That only two single-author monographs on O’Brien had been published in the preceding thirty years, and those by nonacademic presses, strongly suggested that, in the case of Edna O’Brien, the irresistible force of scholarly curiosity had met with a formidably immovable blockage. In short, in my all-too-brief review of the books that had been published on O’Brien, I discovered that none of those who were qualified to speak on O’Brien had published academic monographs on O’Brien. If they had published monographs, the monographs were not from academic presses. If they published extensively on O’Brien, they had done so in articles and book chapters, and as editors for special issues of journals and edited collections. There is, thankfully, a wealth of such work on Edna O’Brien now available. Yet, no matter its quality or quantity, seldom does such work qualify a scholar to give plenary talks.
Thus, although I had entered graduate studies with a specific interest in women’s literature, I was now in the position to choose to give a plenary talk on a woman author at an Irish Studies conference because as a junior Irish Studies scholar I had not focused my output on women’s writing. Rather, I had let my output be guided by the currents that strongly skew research in Irish literary studies toward male authors. One can actually measure the strength of these currents by observing the shift in sex/gender ratios that becomes apparent in Irish Studies as research projects wend their way, or don’t, from the gender neutral conference paper to the male-gendered full-length talk, and from the male-inclined journal article to the wholly gyro-averse single-author monograph.

Provided records —

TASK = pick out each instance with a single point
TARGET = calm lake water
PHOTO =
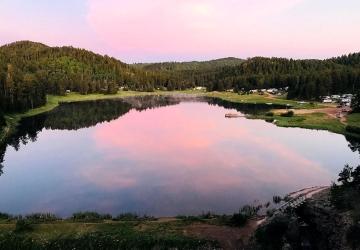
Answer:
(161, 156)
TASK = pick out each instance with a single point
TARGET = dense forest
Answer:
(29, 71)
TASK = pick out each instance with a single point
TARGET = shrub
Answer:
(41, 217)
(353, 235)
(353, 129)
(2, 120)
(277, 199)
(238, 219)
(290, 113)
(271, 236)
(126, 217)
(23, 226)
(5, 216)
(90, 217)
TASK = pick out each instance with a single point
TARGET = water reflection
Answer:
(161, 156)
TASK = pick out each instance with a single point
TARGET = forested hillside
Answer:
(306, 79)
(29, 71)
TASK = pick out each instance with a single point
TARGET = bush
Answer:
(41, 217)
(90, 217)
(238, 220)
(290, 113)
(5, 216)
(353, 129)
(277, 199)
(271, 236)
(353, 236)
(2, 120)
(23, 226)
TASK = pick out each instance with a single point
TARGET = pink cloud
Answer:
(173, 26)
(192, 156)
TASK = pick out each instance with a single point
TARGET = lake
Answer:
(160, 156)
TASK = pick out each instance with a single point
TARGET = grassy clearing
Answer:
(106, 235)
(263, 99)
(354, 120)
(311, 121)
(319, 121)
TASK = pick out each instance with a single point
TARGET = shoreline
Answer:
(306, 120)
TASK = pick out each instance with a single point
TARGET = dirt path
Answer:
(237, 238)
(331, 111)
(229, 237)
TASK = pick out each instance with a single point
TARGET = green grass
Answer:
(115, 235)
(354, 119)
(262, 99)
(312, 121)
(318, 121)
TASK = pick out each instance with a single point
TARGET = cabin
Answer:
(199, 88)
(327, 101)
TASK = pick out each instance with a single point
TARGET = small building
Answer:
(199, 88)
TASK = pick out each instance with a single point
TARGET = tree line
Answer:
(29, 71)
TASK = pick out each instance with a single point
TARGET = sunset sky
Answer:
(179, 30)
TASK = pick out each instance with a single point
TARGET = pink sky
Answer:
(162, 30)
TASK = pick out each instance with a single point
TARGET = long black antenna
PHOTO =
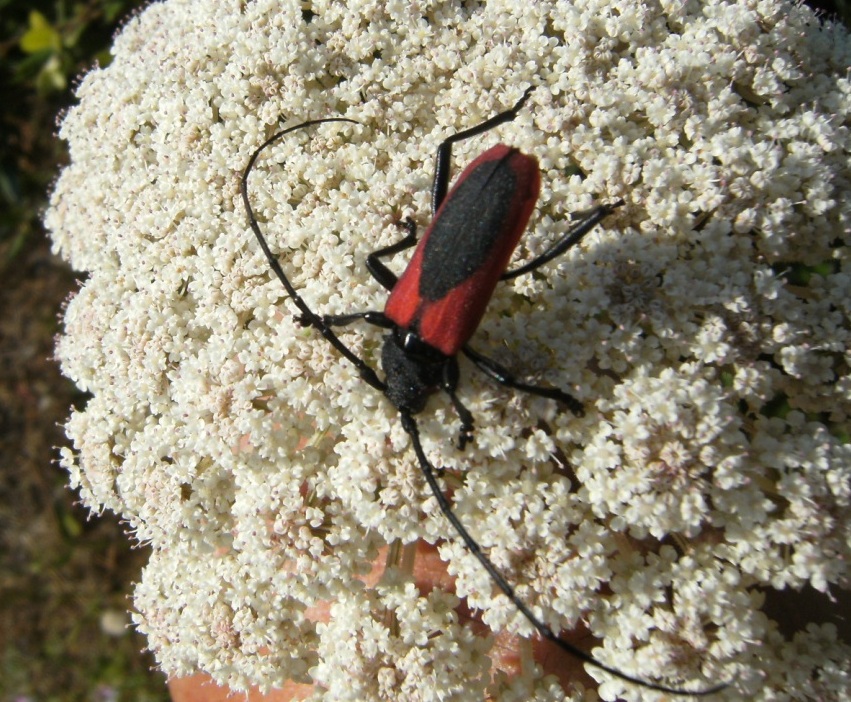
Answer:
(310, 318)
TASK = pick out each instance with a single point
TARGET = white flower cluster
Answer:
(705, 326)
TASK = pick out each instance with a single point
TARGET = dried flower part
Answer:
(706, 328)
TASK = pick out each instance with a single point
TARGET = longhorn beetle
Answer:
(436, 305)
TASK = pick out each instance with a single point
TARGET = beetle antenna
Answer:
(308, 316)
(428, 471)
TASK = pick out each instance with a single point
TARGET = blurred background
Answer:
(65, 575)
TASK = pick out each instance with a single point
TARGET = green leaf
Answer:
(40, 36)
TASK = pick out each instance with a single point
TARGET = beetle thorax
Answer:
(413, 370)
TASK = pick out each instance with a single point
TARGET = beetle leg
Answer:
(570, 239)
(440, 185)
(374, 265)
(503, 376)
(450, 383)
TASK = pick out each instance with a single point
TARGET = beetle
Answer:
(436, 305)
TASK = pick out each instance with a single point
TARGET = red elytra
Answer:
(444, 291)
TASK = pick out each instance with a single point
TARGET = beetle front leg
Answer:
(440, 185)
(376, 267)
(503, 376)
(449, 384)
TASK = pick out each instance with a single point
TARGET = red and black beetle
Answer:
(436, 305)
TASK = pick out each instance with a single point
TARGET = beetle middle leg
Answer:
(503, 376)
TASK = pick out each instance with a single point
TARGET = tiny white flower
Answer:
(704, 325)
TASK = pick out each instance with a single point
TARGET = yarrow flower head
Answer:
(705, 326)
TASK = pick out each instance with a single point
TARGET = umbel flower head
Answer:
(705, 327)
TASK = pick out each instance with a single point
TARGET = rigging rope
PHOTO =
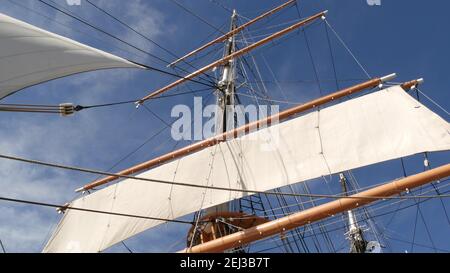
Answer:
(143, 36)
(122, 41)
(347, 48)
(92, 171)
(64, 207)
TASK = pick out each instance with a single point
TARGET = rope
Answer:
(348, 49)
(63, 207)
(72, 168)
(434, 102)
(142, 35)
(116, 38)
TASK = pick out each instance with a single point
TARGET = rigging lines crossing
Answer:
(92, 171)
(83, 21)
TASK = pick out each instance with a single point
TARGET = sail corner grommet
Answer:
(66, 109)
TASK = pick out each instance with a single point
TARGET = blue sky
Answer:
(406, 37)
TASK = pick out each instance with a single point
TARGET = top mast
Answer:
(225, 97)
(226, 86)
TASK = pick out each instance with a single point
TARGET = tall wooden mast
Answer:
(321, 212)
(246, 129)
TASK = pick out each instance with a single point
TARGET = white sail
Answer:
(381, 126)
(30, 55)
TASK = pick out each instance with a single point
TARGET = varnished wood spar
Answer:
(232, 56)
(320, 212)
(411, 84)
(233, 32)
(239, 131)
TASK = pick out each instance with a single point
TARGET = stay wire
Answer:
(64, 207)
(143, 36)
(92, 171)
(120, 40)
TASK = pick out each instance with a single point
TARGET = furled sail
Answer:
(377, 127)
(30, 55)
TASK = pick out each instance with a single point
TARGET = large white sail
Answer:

---

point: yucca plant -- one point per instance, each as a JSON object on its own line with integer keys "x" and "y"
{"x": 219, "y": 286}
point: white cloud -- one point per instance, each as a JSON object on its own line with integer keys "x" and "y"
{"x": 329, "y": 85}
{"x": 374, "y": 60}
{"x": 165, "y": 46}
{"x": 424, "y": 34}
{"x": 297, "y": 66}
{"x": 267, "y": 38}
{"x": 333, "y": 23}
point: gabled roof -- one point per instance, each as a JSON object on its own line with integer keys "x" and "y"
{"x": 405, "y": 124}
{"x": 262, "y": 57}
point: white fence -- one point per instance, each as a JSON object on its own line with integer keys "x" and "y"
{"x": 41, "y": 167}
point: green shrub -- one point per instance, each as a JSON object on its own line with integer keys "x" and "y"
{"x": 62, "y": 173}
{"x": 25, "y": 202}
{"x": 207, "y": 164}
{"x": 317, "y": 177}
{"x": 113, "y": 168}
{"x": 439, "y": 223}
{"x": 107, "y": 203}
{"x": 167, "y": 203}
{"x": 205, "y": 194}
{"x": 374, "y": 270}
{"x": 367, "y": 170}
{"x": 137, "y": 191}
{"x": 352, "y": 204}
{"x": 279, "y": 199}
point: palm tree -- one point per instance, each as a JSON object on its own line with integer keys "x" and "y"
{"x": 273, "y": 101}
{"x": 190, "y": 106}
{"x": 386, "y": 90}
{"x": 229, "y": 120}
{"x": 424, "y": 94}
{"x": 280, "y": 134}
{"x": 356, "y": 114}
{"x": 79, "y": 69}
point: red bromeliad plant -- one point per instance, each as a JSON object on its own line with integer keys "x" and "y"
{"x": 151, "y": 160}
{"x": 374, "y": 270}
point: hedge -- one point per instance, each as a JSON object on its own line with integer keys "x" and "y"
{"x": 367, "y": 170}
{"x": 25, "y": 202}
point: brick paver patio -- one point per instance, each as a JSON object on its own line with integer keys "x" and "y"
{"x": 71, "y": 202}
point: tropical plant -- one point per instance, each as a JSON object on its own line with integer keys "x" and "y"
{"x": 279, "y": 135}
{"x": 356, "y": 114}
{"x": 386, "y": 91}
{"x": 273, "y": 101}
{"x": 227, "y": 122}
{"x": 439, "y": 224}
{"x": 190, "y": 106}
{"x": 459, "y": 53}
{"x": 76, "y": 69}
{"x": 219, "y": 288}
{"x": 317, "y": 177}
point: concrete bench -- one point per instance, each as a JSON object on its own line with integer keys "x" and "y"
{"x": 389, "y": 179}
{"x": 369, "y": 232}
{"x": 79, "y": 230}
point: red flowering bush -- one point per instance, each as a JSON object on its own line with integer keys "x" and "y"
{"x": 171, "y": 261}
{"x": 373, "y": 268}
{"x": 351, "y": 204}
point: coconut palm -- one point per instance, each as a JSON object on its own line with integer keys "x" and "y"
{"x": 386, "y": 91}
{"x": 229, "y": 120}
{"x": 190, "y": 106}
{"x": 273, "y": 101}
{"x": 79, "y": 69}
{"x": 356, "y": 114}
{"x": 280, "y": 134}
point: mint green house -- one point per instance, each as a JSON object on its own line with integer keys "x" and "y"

Given instruction —
Answer these questions using the text on scholarship about Edna O'Brien.
1. How many single-author monographs on O'Brien had been published in the preceding thirty years, and by what kind of press?
2. What specific interest did the writer have when entering graduate studies?
3. Toward which authors do the currents in Irish literary studies skew research?

Completed exercise —
1. Two, both published by nonacademic presses.
2. An interest in women's literature.
3. Toward male authors.